═══ RECORDS FOR THE TASK ═══

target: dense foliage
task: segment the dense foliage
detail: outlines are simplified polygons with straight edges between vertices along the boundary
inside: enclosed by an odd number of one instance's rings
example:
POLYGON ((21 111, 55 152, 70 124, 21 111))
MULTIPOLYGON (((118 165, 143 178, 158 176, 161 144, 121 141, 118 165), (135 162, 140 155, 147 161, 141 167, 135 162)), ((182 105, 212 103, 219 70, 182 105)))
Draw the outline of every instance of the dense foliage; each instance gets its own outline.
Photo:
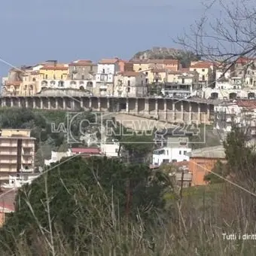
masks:
POLYGON ((166 175, 153 174, 147 166, 127 166, 102 157, 75 157, 19 191, 16 212, 0 234, 5 237, 5 244, 14 246, 20 233, 31 243, 35 232, 50 226, 54 233, 58 227, 75 246, 74 234, 79 229, 88 233, 83 245, 87 247, 91 242, 91 225, 97 228, 100 222, 99 208, 107 210, 111 206, 120 220, 150 221, 163 211, 163 195, 169 186, 166 175))

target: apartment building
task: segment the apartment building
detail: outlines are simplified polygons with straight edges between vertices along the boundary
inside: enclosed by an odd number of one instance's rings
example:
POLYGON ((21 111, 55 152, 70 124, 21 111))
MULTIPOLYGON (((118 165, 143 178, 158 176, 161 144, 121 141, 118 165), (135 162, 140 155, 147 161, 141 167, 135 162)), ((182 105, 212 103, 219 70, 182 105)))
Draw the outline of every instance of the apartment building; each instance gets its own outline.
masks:
POLYGON ((35 142, 29 130, 0 130, 0 180, 34 171, 35 142))
MULTIPOLYGON (((114 93, 114 75, 120 72, 119 59, 102 59, 98 63, 96 76, 99 95, 106 96, 114 93)), ((97 94, 98 94, 97 93, 97 94)))
POLYGON ((256 136, 256 104, 254 100, 235 101, 215 107, 215 129, 225 137, 233 125, 244 129, 251 136, 256 136))
POLYGON ((215 78, 214 63, 203 61, 191 62, 190 71, 194 71, 199 74, 199 84, 202 87, 214 86, 215 78))
POLYGON ((114 96, 144 97, 147 94, 145 75, 142 72, 124 72, 114 76, 114 96))
POLYGON ((162 93, 172 97, 188 97, 195 95, 199 87, 197 72, 168 72, 162 93))
POLYGON ((78 59, 69 64, 70 80, 92 80, 97 72, 97 64, 90 59, 78 59))

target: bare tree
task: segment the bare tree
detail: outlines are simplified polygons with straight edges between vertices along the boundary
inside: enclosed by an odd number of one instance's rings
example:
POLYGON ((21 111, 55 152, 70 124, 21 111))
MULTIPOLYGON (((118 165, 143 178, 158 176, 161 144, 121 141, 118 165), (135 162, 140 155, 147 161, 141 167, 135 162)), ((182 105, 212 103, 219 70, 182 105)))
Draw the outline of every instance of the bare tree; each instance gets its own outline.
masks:
POLYGON ((203 17, 175 42, 203 59, 228 63, 256 55, 256 2, 206 0, 203 17))

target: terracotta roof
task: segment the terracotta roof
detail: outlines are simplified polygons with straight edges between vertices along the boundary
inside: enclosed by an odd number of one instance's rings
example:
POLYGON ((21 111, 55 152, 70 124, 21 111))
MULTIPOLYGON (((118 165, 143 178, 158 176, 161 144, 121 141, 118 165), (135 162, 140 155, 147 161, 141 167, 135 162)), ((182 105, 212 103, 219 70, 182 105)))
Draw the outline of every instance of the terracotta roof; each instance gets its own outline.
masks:
POLYGON ((189 68, 182 68, 182 69, 180 69, 180 71, 181 72, 190 72, 189 68))
POLYGON ((56 66, 53 65, 45 65, 41 69, 41 70, 68 70, 69 68, 65 66, 63 64, 56 64, 56 66))
POLYGON ((22 83, 21 81, 14 81, 13 82, 6 81, 5 85, 20 86, 21 83, 22 83))
POLYGON ((99 154, 100 149, 96 148, 73 148, 71 149, 72 153, 75 154, 99 154))
POLYGON ((125 71, 124 72, 120 72, 119 75, 123 75, 126 77, 136 77, 138 75, 141 75, 141 72, 136 72, 134 71, 125 71))
POLYGON ((179 60, 175 59, 133 59, 131 61, 133 63, 136 64, 172 64, 178 65, 179 60))
POLYGON ((212 63, 210 62, 197 62, 190 66, 190 69, 209 69, 212 63))
POLYGON ((99 62, 99 64, 115 64, 118 60, 118 59, 103 59, 99 62))
POLYGON ((31 75, 38 75, 40 74, 39 71, 38 70, 35 70, 35 71, 33 71, 30 73, 31 75))
POLYGON ((240 57, 236 60, 237 64, 246 64, 250 61, 256 60, 255 58, 240 57))
POLYGON ((254 100, 236 101, 236 104, 239 107, 256 109, 256 102, 254 100))
POLYGON ((11 189, 0 194, 0 212, 14 212, 16 192, 15 190, 11 189))
POLYGON ((182 72, 180 71, 168 71, 168 74, 181 75, 182 72))
POLYGON ((177 162, 177 163, 171 163, 171 164, 177 166, 177 167, 183 167, 186 166, 188 167, 189 161, 181 161, 181 162, 177 162))
POLYGON ((93 63, 93 62, 90 59, 78 59, 78 60, 75 60, 69 63, 69 66, 96 66, 96 64, 93 63))
POLYGON ((152 69, 153 73, 166 73, 166 70, 164 69, 152 69))

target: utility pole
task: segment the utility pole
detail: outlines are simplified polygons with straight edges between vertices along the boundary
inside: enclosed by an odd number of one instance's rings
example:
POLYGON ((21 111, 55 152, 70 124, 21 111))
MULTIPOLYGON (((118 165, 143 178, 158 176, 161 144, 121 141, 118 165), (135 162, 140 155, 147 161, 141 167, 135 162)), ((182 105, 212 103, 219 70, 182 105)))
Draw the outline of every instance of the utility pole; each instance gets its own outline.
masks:
POLYGON ((181 207, 181 200, 182 200, 182 192, 183 192, 183 182, 184 182, 184 169, 182 168, 181 172, 181 190, 179 191, 179 206, 181 207))

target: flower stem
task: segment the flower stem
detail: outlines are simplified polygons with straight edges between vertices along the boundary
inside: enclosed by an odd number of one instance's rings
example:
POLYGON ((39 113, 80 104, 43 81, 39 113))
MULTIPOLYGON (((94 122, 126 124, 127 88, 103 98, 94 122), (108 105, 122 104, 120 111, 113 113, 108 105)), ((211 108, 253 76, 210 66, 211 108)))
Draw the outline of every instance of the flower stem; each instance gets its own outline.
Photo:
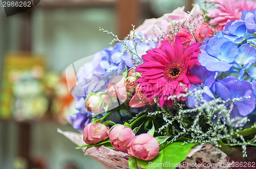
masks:
POLYGON ((106 114, 106 115, 105 115, 105 116, 104 116, 103 117, 102 117, 101 118, 100 118, 100 122, 102 122, 103 121, 103 120, 104 119, 105 119, 105 118, 106 118, 108 116, 109 116, 112 112, 113 112, 114 111, 115 111, 116 110, 119 110, 120 109, 120 107, 117 107, 116 108, 113 109, 111 111, 109 111, 108 113, 106 114))
POLYGON ((134 121, 132 123, 130 124, 130 125, 132 127, 134 124, 135 124, 137 122, 138 122, 139 120, 140 120, 141 119, 142 119, 143 118, 145 117, 146 116, 146 115, 143 115, 140 117, 139 118, 136 119, 135 121, 134 121))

═══

*DO THIS*
Recast every line of the rows above as a numbered list, skipping the blank lines. Leave the pictures out of your answer.

*ANSWER BELOW*
1. target: dense foliage
2. task: segment the dense foliage
3. detail: outlines are simplified polygons with straight edges between vertices along the boundary
4. inside: enclosed by an odd number of one instance's rings
5. example:
6. POLYGON ((21 111, 55 152, 70 124, 21 111))
7. MULTIPOLYGON (((118 165, 143 178, 158 176, 161 144, 121 141, 118 165), (135 162, 140 155, 147 161, 141 167, 135 162)), ((182 105, 212 103, 219 70, 182 105)))
8. Draw the outline of every instance of the dense foliage; each instance gets its own outline.
9. Photo:
10. masks:
11. POLYGON ((166 175, 153 174, 147 166, 127 166, 102 157, 75 157, 19 191, 16 212, 0 234, 5 237, 5 244, 14 246, 20 233, 31 243, 35 232, 50 226, 54 233, 58 227, 75 246, 74 234, 79 229, 88 233, 83 245, 87 247, 91 242, 91 225, 97 228, 100 222, 99 208, 107 210, 111 206, 120 220, 150 221, 163 211, 163 195, 169 186, 166 175))
12. target: apartment building
13. task: segment the apartment building
14. detail: outlines are simplified polygons with straight edges between vertices along the boundary
15. inside: enclosed by an odd number of one instance's rings
16. example:
17. POLYGON ((21 111, 55 152, 70 124, 21 111))
18. MULTIPOLYGON (((118 165, 143 178, 158 176, 161 144, 121 141, 118 165), (135 162, 140 155, 147 161, 141 167, 135 162)), ((182 105, 212 103, 219 70, 182 105)))
19. Draw the outline of every instance of the apartment building; each instance gets its own outline.
20. masks:
21. POLYGON ((35 142, 29 130, 0 130, 0 180, 34 171, 35 142))
22. MULTIPOLYGON (((114 93, 114 75, 120 72, 119 59, 102 59, 98 63, 96 76, 99 95, 106 96, 114 93)), ((97 94, 98 94, 97 93, 97 94)))
23. POLYGON ((256 136, 256 104, 254 100, 235 101, 215 107, 215 129, 225 137, 233 125, 244 129, 251 136, 256 136))
24. POLYGON ((215 78, 214 63, 203 61, 191 62, 190 71, 194 71, 199 74, 199 84, 202 87, 214 86, 215 78))
25. POLYGON ((114 96, 144 97, 147 94, 145 75, 142 72, 124 72, 114 76, 114 96))
26. POLYGON ((162 93, 172 97, 188 97, 195 95, 199 87, 197 72, 168 72, 162 93))
27. POLYGON ((78 59, 69 64, 70 80, 92 80, 97 72, 97 64, 90 59, 78 59))
28. target: bare tree
29. task: segment the bare tree
30. detail: outlines are simplified polygons with straight edges between vertices along the boundary
31. inside: enclosed by an odd number of one instance's rings
32. example:
33. POLYGON ((21 111, 55 152, 70 124, 21 111))
34. MULTIPOLYGON (((118 165, 143 178, 158 176, 161 144, 121 141, 118 165), (135 162, 140 155, 147 161, 141 167, 135 162)), ((182 105, 212 103, 219 70, 182 105)))
35. Draw the outline of every instance of the bare tree; each instance gets its own outline.
36. masks:
37. POLYGON ((203 17, 175 42, 203 59, 228 63, 256 55, 256 2, 206 0, 203 17))
38. target: terracotta roof
39. task: segment the terracotta roof
40. detail: outlines are simplified polygons with straight edges between vertices along the boundary
41. inside: enclosed by an odd number of one instance's rings
42. example:
43. POLYGON ((21 111, 55 152, 70 124, 21 111))
44. MULTIPOLYGON (((118 165, 143 178, 158 176, 161 144, 121 141, 118 165), (135 162, 140 155, 147 161, 141 167, 135 162)), ((182 105, 212 103, 219 70, 182 105)))
45. Draw the outline of every instance of the terracotta roof; each instance gets its own outline.
46. masks:
47. POLYGON ((189 68, 182 68, 182 69, 180 69, 180 71, 181 72, 190 72, 189 68))
48. POLYGON ((56 66, 53 65, 45 65, 41 69, 41 70, 68 70, 69 68, 65 66, 63 64, 56 64, 56 66))
49. POLYGON ((22 83, 21 81, 14 81, 13 82, 6 81, 5 85, 20 86, 21 83, 22 83))
50. POLYGON ((99 154, 100 149, 96 148, 73 148, 71 149, 72 153, 75 154, 99 154))
51. POLYGON ((125 71, 124 72, 120 72, 119 75, 123 75, 126 77, 136 77, 138 75, 141 75, 141 72, 136 72, 134 71, 125 71))
52. POLYGON ((179 60, 175 59, 133 59, 131 61, 133 63, 136 64, 172 64, 178 65, 179 60))
53. POLYGON ((212 63, 210 62, 197 62, 190 66, 190 69, 209 69, 212 63))
54. POLYGON ((99 62, 99 64, 115 64, 118 60, 118 59, 103 59, 99 62))
55. POLYGON ((31 75, 38 75, 40 74, 39 71, 38 70, 35 70, 35 71, 33 71, 30 73, 31 75))
56. POLYGON ((240 57, 236 60, 237 64, 246 64, 250 61, 256 60, 255 58, 240 57))
57. POLYGON ((254 100, 236 101, 236 104, 239 107, 256 109, 256 102, 254 100))
58. POLYGON ((11 189, 0 194, 0 212, 14 212, 16 192, 15 190, 11 189))
59. POLYGON ((182 72, 180 71, 168 71, 168 74, 181 75, 182 72))
60. POLYGON ((177 162, 177 163, 171 163, 171 164, 177 166, 177 167, 183 167, 186 166, 188 167, 189 161, 181 161, 181 162, 177 162))
61. POLYGON ((93 63, 93 62, 90 59, 78 59, 78 60, 75 60, 69 63, 69 66, 96 66, 96 64, 93 63))
62. POLYGON ((152 69, 153 73, 166 73, 166 70, 164 69, 152 69))
63. target: utility pole
64. task: segment the utility pole
65. detail: outlines are simplified polygons with straight edges between vertices along the boundary
66. inside: enclosed by an odd number of one instance's rings
67. example:
68. POLYGON ((21 111, 55 152, 70 124, 21 111))
69. MULTIPOLYGON (((118 165, 143 178, 158 176, 161 144, 121 141, 118 165), (135 162, 140 155, 147 161, 141 167, 135 162)), ((182 105, 212 103, 219 70, 182 105)))
70. Draw the outline of every instance of the utility pole; each instance gets its own outline.
71. masks:
72. POLYGON ((181 207, 181 200, 182 200, 182 192, 183 192, 183 182, 184 182, 184 169, 182 168, 181 172, 181 190, 179 191, 179 206, 181 207))
73. target: flower stem
74. task: segment the flower stem
75. detail: outlines are simplified polygons with straight edges between vertices along the boundary
76. inside: enclosed by an odd number of one instance's rings
77. example:
78. POLYGON ((39 113, 80 104, 43 81, 39 113))
79. MULTIPOLYGON (((94 122, 126 124, 127 88, 103 98, 94 122), (108 105, 122 104, 120 111, 113 113, 108 105)), ((211 108, 253 76, 210 66, 211 108)))
80. Draw the outline of every instance of the flower stem; each instance gets its own outline.
81. Photo:
82. masks:
83. POLYGON ((106 114, 106 115, 105 115, 105 116, 104 116, 103 117, 102 117, 101 118, 100 118, 100 122, 102 122, 103 121, 103 120, 104 119, 105 119, 105 118, 106 118, 108 116, 109 116, 112 112, 113 112, 114 111, 115 111, 116 110, 119 110, 120 109, 120 107, 117 107, 116 108, 113 109, 111 111, 109 111, 108 113, 106 114))
84. POLYGON ((134 121, 132 123, 130 124, 130 125, 132 127, 134 124, 135 124, 137 122, 138 122, 139 120, 140 120, 141 119, 142 119, 143 118, 145 117, 146 116, 146 115, 143 115, 140 117, 139 118, 136 119, 135 121, 134 121))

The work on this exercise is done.